— START Materials provided —

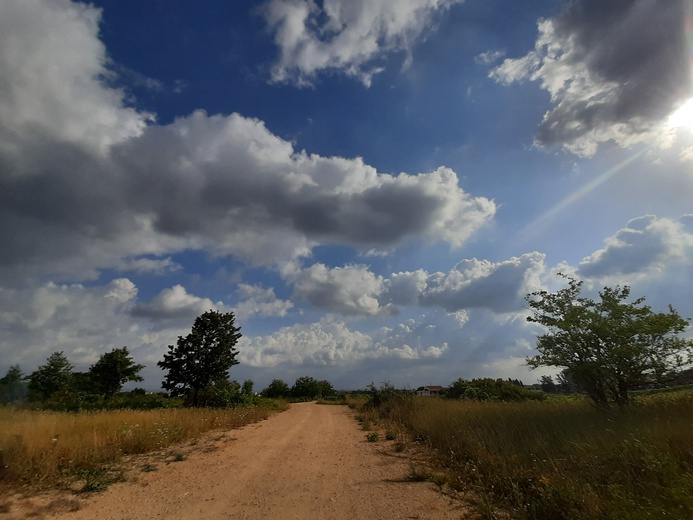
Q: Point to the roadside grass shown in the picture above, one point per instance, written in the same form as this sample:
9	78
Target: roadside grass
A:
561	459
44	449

— END Materials provided —
— START Materials provided —

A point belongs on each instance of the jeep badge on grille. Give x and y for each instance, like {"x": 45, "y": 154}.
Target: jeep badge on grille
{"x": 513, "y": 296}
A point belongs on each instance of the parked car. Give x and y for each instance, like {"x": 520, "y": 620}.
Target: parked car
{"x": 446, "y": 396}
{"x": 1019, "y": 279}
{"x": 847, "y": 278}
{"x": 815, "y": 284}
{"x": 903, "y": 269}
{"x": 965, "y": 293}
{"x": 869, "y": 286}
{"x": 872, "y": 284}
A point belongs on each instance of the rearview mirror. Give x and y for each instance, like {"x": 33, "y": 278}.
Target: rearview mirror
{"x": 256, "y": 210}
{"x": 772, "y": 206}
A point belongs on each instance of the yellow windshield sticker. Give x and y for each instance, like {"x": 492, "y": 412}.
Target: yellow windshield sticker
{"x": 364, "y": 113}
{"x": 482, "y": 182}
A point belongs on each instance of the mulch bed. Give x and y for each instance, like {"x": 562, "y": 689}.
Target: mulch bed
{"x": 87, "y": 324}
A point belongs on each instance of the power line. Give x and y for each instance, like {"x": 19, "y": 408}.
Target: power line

— END Materials provided —
— START Materials provided —

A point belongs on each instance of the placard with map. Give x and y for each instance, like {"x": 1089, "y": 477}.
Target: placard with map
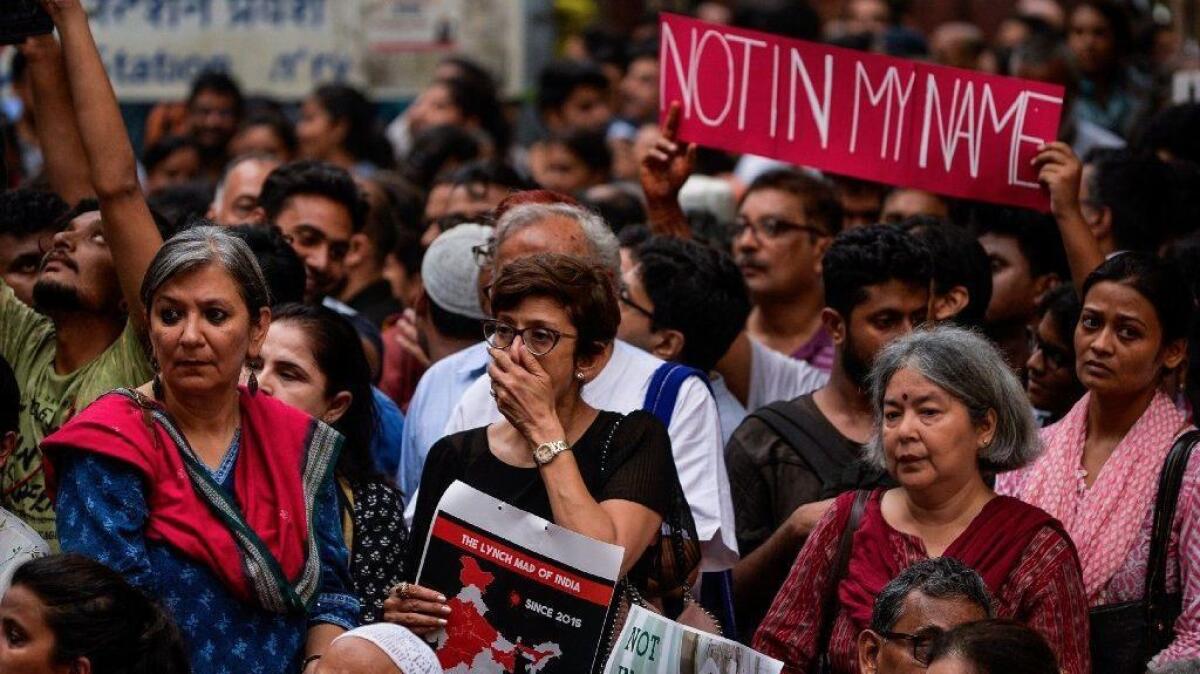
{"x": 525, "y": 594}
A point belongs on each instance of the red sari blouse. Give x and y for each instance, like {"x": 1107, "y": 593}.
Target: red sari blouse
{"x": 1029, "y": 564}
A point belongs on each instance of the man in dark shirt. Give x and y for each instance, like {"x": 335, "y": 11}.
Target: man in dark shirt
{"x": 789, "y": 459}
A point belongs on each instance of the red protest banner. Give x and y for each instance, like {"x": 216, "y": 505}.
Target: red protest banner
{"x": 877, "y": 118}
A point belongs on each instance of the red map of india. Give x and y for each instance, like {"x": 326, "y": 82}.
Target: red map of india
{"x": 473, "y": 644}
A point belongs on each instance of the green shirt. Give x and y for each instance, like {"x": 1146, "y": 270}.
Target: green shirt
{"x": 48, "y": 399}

— END Materials provided —

Count the lines in the material above that contain the string "green", and reply with the number only.

§ Result:
2